▶ _Texto proporcionado_

- - -

Arcocha se propuso originalmente descifrar si hay, en verdad, una poética
surrealista—si el quehacer poético puede, a través
del uso de la imagen insólita, de la palabra cifrada, resultar
en la confección del poema, sin que apenas intervengan otros elementos
tales como la experiencia vital del poeta. De hecho, Arcocha plantea
un reto a Breton, Péret y, muy directamente, a Baragaño,
y en un desesperado acto parricida sobrepone lo meramente formal a lo
que aquellos exigían del artista o poeta surrealista, esto es,
la vivencia radical, la inmersión total en lo maravilloso. Deliberadamente,
en El reino impenetrable así como en los primeros poemas de Los
límites del silencio (la sección titulada “ritos”),
Arcocha—aun cuando tiene momentos de genuina introspección
en los que brevemente desciende a las zonas más recónditas
y temidas del ser—se complace en los ricos y cambiantes contornos
de la forma, y se detiene en los límites mismos del silencio,
sin interés alguno en penetrar el recinto en que reinan las fuerzas
destructoras de la poesía, como hechizado ante "el esplendor
de la entrada". En los últimos poemas de Los límites
del silencio (la sección titulada “realidades”) y
en La destrucción de mi doble—título revelador—el
poeta, sin embargo, ya ha trascendido esas preocupaciones meramente formales
que por tanto tiempo le enfrascaran en la más o menos feliz construcción
del poema y se entrega de una vez a las fuerzas subterráneas y
poderosas de una poesía de belleza convulsa, tan descarnada como
destructora. Alberto Baeza Flores (El Tiempo, New York, 8 de marzo de
1970) parece encontrar en los poemas de El reino impenetrable la voz
auténtica del poeta: “ Arcocha no se queda en el surrealismo,
sino que lo transita como una experiencia. El reino de Arcocha está hecho,
además, de otras asimilaciones y es muy personal... El poeta nos
entrega una magia que parte siempre de lo concreto, de lo visto, de lo
oído, de lo sentido, en el reino inmediato de la vida cotidiana.

- - -

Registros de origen
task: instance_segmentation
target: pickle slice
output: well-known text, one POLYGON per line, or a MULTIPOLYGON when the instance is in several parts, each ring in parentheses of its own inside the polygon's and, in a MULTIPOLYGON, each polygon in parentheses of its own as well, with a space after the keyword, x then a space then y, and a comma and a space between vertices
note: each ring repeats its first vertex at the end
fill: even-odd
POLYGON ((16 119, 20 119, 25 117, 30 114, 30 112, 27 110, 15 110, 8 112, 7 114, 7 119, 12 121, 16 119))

- - -

Según el texto sobre la poesía de Arcocha, ¿en qué publicación y en qué fecha comentó Alberto Baeza Flores los poemas de El reino impenetrable?

▶ _Respuesta del ejercicio_
En El Tiempo, de New York, el 8 de marzo de 1970.